→ WRITTEN PROBLEM
Reproduce each of the items below word for word, and leave the pictures out of your answer.

-- BEGIN DATASET ENTRIES --

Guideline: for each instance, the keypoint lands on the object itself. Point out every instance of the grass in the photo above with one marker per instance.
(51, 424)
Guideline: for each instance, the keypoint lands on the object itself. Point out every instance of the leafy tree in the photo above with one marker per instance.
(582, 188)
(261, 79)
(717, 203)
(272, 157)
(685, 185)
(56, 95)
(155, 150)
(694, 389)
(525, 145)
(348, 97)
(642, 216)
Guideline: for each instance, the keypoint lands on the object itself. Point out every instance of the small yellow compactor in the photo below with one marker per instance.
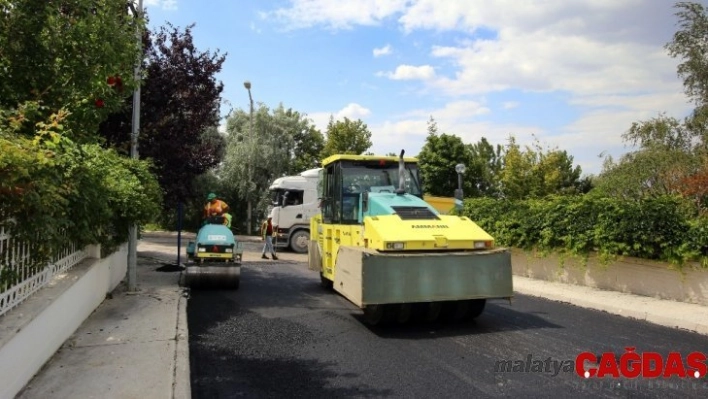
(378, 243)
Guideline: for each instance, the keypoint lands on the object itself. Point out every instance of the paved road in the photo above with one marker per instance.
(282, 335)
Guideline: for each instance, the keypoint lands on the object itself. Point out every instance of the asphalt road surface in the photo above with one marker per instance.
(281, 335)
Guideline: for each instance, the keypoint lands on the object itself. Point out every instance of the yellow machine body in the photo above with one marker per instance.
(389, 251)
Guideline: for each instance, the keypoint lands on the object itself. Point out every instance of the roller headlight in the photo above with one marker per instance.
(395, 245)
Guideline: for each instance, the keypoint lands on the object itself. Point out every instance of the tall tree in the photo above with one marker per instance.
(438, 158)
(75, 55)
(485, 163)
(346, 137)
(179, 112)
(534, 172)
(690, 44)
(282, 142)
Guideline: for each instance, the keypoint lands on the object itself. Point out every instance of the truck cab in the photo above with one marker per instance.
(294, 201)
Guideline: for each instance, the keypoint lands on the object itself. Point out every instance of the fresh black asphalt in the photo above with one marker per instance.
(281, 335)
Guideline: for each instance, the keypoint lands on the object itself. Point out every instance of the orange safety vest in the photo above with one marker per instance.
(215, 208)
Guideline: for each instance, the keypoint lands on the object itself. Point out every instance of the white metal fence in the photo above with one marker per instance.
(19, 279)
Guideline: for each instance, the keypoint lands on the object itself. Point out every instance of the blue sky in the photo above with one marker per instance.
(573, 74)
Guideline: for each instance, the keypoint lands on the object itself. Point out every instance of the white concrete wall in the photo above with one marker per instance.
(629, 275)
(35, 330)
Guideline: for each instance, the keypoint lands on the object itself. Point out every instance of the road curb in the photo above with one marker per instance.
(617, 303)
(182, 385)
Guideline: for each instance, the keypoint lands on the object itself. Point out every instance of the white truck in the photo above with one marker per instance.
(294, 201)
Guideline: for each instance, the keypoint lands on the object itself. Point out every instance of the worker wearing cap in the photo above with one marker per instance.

-- END DATASET ENTRIES --

→ RESPONSE
Guideline: for each instance, the keypoint lands on the object itself. Point out every instance of the grass in the photo above with one marker per instance.
(51, 424)
Guideline: for each instance, the keypoint lands on the object itself. Point out every instance of the leafy tree in the photo above with one marker per instance.
(582, 188)
(261, 79)
(717, 203)
(272, 157)
(685, 185)
(56, 95)
(155, 150)
(694, 389)
(525, 145)
(348, 97)
(642, 216)
Guideline: for each instance, the keypoint lands on the object itself. Point out every instance of the small yellow compactor in the photo below with one marker per instance.
(378, 243)
Guideline: for each instance, the keypoint lands on the object itself. Point out every instance of the paved road in the photo above with one marker per instance.
(282, 335)
Guideline: for each instance, the keypoint lands on the object itself. Point out every instance of the asphalt road surface in the photo above with one marker per instance.
(281, 335)
Guideline: for each instance, the keypoint lands on the object itself. Point out every instance of the yellow machine body in the photo above with one marker per instance.
(389, 251)
Guideline: for each instance, the keypoint lands on the object itself. Point out every instance of the roller headlight in the photo above with one marker per instance.
(395, 245)
Guideline: for each instance, the keypoint lands on the object itself. Point out every instance of the tall tree in the photo above with one marker per instance.
(438, 158)
(75, 55)
(485, 163)
(346, 137)
(179, 112)
(534, 172)
(690, 44)
(282, 142)
Guideline: for each instance, the keypoint lands on the object itself. Point out every instance of the truck cab in the photo above with one marker per instance.
(294, 201)
Guideline: for each instance, the keypoint lands on the object itself. Point out every instance of the fresh black asphalt in the photo above with one marker per instance.
(281, 335)
Guideline: for each instance, the keypoint lands on the object itself. Point out every instance of the orange safety vest in the photo above with one marker per instance.
(215, 208)
Guideline: for each instance, the keypoint lands on the object itself. Point out every instance of the white metal fence in the photo above with one marker per instance.
(19, 279)
Guideline: for each instance, the keypoint lands on the object itself. Point out every instance of the blue sky in the photo above with one marker per instance.
(573, 74)
Guideline: for each instance, the keypoint lands on the object itself. Point out every instance of the white concrete wall in the photo above with one marker per instance.
(629, 275)
(35, 330)
Guideline: for each instance, the keypoint lands on the object itself. Point out every instance of the road curb in the photo above with one marker per instance.
(617, 303)
(182, 385)
Guideline: for each instance, the keypoint lands on the object itself. Point out every instance of the white truck in the photo above with one marker per instance.
(294, 201)
Guideline: for each instance, the keypoint lands on the object itself. Point out every instance of the worker wearing cap in the photo above with one marker per instance.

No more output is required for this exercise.